--- TRECHO DE ORIGEM ---
A imagem de uma hiena-marrom perambulando por uma cidade mineradora abandonada da Namíbia valeu a Wim van den Heever o grande prêmio do concurso Fotógrafo da Vida Selvagem do Ano de 2025. A imagem pode despertar maior consciência sobre esta evasiva espécie africana.
À noite, a cidade de Kolmanskop, há muito tempo abandonada, fica quase vazia.
Durante o dia, grupos de turistas costumam visitar o lugar para conhecer suas construções agora invadidas pela areia.
No início do século 20, o local foi um centro de mineração de diamantes, perto do litoral da Namíbia.
Eles já retornaram aos seus hotéis para passar a noite, mas as ruas desertas ainda observam algum movimento.
Entre as sombras das construções em ruínas e becos cobertos de areia, surge se esgueirando uma solitária hiena-marrom.
Um flash brilhante ilumina a cena e marca o ápice de 10 anos de trabalho do fotógrafo da vida selvagem sul-africano Wim van den Heever.
Assim foi tirada a foto vencedora do grande prêmio do concurso Fotógrafo da Vida Selvagem do Ano de 2025, promovido pelo Museu de História Natural de Londres.
É uma imagem fascinante não apenas pela sua composição, mas também pela modelo.

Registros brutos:
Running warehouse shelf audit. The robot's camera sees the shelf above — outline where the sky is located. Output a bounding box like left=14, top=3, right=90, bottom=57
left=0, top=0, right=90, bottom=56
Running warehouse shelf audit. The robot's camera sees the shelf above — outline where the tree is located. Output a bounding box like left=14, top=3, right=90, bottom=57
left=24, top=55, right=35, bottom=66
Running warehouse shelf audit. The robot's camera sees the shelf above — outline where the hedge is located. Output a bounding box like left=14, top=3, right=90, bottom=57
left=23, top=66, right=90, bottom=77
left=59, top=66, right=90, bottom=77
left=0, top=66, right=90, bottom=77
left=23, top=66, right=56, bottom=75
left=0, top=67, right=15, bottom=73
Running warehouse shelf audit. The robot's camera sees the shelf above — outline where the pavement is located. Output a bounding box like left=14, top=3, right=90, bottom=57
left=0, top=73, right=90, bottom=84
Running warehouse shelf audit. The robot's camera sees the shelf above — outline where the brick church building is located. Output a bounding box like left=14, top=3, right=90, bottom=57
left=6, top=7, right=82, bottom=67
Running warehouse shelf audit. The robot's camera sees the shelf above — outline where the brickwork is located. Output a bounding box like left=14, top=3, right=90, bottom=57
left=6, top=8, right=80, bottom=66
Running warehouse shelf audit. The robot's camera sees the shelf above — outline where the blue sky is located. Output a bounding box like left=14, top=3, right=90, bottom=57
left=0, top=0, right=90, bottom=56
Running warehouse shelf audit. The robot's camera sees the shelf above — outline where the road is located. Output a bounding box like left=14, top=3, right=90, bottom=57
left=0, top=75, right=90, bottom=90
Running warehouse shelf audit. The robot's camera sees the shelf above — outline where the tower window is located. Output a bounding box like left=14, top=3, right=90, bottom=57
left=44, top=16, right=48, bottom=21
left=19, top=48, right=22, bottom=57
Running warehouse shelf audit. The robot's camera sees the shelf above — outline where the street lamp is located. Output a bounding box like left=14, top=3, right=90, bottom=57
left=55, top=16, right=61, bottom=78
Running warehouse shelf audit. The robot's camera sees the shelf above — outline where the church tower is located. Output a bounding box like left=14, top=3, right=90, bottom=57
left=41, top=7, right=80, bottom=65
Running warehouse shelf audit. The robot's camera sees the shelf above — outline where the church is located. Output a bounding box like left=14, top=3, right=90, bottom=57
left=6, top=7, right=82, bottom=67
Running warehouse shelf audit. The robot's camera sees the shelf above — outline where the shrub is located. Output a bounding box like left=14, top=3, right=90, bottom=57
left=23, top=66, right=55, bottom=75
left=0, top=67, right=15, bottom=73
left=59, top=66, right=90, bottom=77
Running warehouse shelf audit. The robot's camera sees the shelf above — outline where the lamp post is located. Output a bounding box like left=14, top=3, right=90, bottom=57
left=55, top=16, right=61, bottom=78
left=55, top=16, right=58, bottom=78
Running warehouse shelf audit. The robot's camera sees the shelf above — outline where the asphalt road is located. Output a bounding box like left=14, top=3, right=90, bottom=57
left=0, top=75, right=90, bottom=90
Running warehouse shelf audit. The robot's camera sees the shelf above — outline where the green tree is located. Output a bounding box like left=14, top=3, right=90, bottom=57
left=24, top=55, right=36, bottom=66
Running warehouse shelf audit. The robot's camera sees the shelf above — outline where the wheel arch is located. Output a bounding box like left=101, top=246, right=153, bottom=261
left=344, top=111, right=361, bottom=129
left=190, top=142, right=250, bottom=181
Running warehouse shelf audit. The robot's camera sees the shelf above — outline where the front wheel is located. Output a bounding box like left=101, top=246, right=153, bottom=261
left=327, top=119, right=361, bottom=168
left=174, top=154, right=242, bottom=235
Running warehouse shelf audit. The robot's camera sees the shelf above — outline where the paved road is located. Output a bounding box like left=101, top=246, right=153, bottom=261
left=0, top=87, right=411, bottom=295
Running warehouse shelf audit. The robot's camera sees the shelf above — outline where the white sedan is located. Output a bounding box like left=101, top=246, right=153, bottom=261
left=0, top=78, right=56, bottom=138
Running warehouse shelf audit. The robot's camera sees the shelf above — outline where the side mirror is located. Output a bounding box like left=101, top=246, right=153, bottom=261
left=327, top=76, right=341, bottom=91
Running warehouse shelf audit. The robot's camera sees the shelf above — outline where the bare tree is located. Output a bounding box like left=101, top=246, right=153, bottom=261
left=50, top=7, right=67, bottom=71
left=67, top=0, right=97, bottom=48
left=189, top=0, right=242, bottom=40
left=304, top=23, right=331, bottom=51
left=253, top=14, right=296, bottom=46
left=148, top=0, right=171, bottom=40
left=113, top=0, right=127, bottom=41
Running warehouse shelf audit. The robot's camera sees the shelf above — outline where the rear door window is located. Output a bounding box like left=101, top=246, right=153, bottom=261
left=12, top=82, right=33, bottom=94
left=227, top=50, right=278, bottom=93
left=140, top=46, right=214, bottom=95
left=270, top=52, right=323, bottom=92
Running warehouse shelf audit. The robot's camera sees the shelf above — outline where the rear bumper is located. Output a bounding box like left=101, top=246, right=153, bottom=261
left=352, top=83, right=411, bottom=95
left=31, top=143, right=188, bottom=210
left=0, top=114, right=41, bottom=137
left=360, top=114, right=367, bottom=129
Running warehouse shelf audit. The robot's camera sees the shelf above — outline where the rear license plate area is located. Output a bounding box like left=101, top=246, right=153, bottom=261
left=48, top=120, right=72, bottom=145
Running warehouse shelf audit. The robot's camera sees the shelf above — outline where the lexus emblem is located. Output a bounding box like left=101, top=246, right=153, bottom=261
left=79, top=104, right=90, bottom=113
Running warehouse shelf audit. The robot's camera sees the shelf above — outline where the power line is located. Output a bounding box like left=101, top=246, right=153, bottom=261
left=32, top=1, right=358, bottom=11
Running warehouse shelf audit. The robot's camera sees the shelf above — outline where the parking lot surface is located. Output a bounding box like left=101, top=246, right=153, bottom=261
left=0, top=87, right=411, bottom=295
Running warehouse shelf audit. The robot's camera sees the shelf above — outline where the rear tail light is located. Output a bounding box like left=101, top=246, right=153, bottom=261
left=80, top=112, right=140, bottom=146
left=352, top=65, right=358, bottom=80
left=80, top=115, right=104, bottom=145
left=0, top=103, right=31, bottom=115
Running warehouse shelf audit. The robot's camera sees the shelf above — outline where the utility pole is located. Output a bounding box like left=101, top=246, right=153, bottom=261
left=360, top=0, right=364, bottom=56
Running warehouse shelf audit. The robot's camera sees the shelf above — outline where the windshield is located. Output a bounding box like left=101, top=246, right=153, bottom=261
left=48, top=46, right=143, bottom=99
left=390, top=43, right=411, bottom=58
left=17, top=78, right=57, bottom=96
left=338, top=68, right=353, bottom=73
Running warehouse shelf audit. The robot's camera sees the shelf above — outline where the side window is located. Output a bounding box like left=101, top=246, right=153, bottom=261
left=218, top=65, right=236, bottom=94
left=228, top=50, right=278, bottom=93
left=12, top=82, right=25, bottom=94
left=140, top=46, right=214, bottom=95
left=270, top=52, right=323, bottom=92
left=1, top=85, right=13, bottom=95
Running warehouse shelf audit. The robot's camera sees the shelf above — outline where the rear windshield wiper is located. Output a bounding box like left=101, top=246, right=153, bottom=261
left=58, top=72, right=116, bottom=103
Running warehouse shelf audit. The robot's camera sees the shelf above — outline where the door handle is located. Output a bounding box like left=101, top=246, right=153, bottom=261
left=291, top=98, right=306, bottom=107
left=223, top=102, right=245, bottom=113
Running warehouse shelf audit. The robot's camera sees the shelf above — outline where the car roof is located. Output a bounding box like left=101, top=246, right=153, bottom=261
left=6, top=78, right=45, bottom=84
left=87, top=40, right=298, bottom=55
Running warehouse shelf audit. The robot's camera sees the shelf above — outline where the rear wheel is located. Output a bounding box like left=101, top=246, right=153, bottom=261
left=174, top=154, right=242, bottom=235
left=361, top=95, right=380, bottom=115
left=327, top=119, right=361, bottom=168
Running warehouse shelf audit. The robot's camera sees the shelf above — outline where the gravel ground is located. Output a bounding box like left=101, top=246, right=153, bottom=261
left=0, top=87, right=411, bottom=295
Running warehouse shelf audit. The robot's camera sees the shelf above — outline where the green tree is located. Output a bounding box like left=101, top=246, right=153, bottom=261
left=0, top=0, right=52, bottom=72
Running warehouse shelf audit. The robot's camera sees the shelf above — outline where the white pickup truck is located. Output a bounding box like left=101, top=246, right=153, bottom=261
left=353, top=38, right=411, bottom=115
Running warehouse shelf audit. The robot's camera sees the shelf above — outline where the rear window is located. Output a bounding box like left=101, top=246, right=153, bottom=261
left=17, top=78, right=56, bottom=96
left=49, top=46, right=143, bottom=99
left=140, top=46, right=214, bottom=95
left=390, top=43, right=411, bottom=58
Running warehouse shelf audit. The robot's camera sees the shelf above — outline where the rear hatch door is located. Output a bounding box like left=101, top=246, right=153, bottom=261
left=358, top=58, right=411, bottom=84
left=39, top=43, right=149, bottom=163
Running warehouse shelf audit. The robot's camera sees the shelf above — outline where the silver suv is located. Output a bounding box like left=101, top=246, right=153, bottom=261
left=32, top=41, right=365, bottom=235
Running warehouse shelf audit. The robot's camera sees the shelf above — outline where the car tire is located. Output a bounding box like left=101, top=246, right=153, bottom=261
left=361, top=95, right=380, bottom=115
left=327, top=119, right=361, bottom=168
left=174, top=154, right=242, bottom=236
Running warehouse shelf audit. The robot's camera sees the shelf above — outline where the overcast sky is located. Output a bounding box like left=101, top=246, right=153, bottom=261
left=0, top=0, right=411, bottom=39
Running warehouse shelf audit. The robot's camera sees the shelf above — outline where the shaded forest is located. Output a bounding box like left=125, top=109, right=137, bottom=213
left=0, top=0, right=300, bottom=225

--- OBJETIVOS ---
1/ Transcreva, por favor, a passagem do texto sobre a hiena-marrom começando em "À noite, a cidade" e seguindo até "invadidas pela areia.".
2/ Conte em quantas linhas da listagem aparece a palavra "green" e responda somente com o número.
O texto sobre a hiena-marrom e a listagem não têm relação um com o outro.

--- RESPOSTAS DO EXERCÍCIO ---
1/
À noite, a cidade de Kolmanskop, há muito tempo abandonada, fica quase vazia.
Durante o dia, grupos de turistas costumam visitar o lugar para conhecer suas construções agora invadidas pela areia.

2/ 2